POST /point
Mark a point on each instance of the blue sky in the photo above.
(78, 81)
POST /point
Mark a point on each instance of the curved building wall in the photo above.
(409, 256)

→ **What is required**: Write out the whole listing above again, requests and all, with every coordinate in the answers raised by 52.

→ **Finished answer**:
POST /point
Mark a point on each instance of the blue sky in the photo above.
(130, 133)
POST /point
Mark a point on each instance of the curved building wall in the photo above.
(461, 308)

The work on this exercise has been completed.